**EXERCISE TASK 1**. Count the lines in the listing that contain the word "jeep", matching case exactly, and give only the number.

**TEXT SHOWN**.

------------------------------

Location Map of Hamra oil field in East Bahariya Concession

Materials and methods

The available data for this work include twenty 3D Seismic lines (13 cross-line, 7 in-line) and complete set of well logs for four wells. The following techniques were used to achieve the main goal of the study (Fig. 2):  

  • Seismic interpretation by picking on seismic data, there are two modules of interpretation; Horizon interpretation, which is carried out on the horizons of interest, and Fault interpretation for the interesting section, and then, all seismic interpretations are used for mapping surfaces, which are used to a building block for the constructed structural model, using Petrel software.

  • Determination of the petrophysical characteristics of the Abu Roash G reservoir (shale volume, net pay thickness, porosity, water saturation, and hydrocarbon saturation) as well as, construction different types of maps for Abu Roash G reservoir by using Interactive Petrophysics software.

  • Create facies models that would reduce exploration risk and increase the development opportunities in the Hamra Oil Field.

------------------------------

Data records

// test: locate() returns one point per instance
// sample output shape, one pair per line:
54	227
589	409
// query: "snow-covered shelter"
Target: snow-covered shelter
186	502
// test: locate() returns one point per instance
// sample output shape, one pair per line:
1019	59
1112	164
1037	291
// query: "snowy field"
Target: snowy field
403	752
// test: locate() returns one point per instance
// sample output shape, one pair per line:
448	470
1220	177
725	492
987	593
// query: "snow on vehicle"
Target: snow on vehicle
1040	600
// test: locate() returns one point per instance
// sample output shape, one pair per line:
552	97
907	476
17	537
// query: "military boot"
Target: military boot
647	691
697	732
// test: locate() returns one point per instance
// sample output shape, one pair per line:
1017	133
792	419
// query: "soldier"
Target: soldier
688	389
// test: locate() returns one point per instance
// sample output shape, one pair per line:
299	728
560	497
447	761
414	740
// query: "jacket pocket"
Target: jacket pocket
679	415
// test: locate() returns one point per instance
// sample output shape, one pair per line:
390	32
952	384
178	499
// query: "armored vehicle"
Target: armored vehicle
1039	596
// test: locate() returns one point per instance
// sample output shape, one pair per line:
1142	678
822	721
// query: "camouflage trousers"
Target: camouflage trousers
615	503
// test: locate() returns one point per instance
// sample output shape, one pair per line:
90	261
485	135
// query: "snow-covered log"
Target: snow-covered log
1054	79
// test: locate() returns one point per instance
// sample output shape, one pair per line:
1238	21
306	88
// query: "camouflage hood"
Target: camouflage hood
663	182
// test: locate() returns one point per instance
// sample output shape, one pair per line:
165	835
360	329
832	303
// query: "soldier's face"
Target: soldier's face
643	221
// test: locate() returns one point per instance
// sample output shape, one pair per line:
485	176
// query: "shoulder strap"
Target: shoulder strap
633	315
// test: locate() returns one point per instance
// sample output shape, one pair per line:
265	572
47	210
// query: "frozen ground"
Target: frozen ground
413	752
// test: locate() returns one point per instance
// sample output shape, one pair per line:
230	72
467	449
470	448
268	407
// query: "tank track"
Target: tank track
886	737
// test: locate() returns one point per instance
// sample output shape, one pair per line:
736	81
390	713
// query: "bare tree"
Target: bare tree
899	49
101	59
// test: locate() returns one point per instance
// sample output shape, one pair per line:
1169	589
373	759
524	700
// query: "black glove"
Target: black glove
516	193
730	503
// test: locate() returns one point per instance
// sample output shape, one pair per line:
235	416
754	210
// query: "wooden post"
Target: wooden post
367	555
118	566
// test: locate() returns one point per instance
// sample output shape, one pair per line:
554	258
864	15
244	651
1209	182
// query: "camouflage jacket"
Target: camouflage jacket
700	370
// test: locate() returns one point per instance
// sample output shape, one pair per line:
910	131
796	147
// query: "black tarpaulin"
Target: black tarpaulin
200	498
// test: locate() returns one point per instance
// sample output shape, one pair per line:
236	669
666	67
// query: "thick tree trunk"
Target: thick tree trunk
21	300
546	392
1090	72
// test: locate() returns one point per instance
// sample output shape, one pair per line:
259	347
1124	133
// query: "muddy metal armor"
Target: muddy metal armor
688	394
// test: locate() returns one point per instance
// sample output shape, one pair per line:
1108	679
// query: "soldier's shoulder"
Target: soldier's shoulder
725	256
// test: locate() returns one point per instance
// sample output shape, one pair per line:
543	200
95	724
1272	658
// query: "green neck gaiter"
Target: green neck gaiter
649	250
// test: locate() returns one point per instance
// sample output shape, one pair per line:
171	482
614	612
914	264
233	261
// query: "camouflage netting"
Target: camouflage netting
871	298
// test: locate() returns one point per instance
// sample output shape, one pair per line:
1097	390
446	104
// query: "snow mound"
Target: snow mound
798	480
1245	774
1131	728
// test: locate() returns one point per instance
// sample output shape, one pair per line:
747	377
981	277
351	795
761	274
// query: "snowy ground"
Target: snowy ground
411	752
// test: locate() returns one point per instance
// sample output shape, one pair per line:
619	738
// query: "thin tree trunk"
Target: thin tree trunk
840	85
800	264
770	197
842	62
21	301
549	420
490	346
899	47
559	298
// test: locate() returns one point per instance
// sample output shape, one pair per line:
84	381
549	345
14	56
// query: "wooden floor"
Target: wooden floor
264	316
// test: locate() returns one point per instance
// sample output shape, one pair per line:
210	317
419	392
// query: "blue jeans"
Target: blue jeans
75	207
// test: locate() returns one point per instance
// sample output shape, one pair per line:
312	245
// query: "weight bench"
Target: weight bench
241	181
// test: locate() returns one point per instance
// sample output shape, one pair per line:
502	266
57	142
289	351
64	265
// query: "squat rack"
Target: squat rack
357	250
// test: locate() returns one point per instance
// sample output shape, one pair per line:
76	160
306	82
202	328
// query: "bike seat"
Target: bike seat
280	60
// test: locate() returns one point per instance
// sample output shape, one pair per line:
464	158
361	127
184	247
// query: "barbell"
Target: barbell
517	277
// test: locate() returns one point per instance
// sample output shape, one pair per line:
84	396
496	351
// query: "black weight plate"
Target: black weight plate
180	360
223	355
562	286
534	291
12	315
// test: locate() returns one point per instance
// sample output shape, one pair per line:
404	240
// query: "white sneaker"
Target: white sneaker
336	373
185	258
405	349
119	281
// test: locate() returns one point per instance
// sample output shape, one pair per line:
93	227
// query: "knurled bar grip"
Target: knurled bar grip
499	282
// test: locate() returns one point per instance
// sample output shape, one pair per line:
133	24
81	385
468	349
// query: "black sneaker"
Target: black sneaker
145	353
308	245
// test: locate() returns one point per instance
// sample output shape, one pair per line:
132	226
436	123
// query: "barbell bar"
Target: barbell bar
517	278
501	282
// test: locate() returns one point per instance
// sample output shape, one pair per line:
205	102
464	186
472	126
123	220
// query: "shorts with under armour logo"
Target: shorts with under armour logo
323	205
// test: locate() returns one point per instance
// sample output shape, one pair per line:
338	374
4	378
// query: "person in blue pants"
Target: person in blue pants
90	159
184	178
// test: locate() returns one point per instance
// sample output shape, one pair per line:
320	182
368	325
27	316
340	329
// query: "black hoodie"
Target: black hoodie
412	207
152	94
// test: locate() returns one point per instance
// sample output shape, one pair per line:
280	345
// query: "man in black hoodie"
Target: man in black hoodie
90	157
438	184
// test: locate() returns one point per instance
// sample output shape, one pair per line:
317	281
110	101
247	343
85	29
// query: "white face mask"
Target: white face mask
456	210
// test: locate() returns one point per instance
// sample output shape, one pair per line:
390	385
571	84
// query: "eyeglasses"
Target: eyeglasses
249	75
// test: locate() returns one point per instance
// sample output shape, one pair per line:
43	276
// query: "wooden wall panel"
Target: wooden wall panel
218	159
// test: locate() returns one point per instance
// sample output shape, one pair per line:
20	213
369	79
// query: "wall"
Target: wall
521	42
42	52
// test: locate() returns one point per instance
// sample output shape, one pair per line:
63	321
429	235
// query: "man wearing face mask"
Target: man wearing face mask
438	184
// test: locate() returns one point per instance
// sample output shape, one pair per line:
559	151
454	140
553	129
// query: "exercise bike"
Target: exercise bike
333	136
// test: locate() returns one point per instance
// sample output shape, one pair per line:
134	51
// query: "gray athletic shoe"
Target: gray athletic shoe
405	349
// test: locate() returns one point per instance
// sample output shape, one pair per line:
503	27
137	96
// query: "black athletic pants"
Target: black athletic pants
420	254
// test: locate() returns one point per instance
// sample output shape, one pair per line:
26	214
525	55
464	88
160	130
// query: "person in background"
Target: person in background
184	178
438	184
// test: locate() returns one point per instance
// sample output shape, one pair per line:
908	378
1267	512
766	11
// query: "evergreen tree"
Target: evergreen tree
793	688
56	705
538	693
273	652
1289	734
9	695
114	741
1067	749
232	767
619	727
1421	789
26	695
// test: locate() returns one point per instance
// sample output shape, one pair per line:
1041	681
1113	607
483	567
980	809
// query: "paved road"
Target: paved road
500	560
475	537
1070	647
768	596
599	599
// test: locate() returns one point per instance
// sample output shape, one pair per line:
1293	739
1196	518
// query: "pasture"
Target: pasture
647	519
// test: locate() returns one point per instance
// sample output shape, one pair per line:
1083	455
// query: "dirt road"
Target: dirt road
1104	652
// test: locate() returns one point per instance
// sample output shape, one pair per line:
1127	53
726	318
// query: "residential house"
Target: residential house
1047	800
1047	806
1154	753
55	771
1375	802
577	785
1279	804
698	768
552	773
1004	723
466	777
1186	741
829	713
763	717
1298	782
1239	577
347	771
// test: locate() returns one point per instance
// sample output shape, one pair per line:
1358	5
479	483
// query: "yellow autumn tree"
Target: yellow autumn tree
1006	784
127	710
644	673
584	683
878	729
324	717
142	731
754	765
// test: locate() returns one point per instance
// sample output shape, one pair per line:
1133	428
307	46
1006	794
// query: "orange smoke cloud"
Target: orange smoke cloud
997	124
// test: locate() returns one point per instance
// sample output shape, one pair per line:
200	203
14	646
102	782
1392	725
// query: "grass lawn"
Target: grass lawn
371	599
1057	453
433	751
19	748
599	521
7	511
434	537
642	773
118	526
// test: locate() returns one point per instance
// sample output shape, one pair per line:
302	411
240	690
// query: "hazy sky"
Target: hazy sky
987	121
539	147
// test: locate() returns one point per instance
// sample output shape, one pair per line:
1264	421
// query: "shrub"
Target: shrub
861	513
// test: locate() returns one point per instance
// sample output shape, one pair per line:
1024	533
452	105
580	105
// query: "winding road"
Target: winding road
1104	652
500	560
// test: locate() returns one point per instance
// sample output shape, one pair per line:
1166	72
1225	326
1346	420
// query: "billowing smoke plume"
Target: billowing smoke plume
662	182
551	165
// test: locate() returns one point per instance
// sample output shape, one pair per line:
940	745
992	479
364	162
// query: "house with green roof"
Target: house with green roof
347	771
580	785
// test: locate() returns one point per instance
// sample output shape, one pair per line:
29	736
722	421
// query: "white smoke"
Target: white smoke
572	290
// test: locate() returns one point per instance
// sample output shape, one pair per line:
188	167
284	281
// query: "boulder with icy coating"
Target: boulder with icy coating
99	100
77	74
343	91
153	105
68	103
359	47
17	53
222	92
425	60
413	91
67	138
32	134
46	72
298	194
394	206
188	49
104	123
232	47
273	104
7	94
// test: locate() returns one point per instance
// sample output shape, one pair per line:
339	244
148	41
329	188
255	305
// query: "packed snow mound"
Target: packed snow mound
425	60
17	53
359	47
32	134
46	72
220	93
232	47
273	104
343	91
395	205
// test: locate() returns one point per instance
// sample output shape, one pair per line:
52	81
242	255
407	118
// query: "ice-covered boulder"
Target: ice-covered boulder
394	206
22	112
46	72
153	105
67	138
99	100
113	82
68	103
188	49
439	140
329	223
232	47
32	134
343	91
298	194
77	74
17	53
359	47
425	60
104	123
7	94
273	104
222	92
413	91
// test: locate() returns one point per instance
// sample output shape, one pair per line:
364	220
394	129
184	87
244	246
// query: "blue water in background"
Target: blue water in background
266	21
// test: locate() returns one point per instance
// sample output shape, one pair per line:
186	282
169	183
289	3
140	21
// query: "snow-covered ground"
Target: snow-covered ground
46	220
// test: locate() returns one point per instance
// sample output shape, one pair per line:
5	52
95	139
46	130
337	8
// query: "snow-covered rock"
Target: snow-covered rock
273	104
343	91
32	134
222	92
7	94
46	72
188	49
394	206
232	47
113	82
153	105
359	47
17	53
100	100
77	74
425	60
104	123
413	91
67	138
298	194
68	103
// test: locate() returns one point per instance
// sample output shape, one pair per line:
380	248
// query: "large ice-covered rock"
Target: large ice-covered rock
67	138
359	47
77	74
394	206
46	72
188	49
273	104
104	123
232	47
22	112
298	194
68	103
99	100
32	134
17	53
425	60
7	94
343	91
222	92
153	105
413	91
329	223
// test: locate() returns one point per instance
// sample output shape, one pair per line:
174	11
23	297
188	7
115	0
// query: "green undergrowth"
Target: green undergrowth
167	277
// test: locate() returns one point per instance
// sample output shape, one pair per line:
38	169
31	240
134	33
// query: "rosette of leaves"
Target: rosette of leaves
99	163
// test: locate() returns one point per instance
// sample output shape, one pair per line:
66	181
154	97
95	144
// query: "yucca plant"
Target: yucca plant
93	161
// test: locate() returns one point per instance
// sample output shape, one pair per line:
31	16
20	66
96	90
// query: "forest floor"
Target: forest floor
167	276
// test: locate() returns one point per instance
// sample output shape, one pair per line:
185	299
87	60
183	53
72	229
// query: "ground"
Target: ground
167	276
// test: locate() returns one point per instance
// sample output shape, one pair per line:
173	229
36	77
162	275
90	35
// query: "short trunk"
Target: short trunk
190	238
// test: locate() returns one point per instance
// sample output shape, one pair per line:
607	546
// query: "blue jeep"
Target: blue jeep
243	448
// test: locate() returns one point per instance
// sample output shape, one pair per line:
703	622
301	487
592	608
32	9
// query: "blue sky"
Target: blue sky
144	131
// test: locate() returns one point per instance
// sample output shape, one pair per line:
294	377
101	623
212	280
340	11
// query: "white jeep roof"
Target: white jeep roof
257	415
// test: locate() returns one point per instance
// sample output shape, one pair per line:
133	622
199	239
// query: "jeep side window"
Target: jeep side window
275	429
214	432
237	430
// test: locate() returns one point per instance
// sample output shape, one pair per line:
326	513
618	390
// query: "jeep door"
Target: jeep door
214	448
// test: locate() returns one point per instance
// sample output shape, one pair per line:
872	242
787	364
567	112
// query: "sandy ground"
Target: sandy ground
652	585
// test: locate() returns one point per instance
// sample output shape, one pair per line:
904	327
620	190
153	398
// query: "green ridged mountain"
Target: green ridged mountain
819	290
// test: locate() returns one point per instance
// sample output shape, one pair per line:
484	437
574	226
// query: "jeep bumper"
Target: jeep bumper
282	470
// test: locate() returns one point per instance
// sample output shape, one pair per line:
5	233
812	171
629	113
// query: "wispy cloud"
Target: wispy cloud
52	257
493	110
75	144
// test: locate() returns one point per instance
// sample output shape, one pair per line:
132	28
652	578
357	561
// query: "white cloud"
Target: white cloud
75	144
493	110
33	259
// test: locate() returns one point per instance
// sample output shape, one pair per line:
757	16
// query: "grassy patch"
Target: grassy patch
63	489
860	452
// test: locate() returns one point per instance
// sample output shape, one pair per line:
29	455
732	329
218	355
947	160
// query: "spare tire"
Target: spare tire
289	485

------------------------------

**EXERCISE TASK 2**. Copy the oil field text verbatim from "The available data" to "using Petrel software.".

**CORRECT RESULT 1**. 10

**CORRECT RESULT 2**.
The available data for this work include twenty 3D Seismic lines (13 cross-line, 7 in-line) and complete set of well logs for four wells. The following techniques were used to achieve the main goal of the study (Fig. 2):  

  • Seismic interpretation by picking on seismic data, there are two modules of interpretation; Horizon interpretation, which is carried out on the horizons of interest, and Fault interpretation for the interesting section, and then, all seismic interpretations are used for mapping surfaces, which are used to a building block for the constructed structural model, using Petrel software.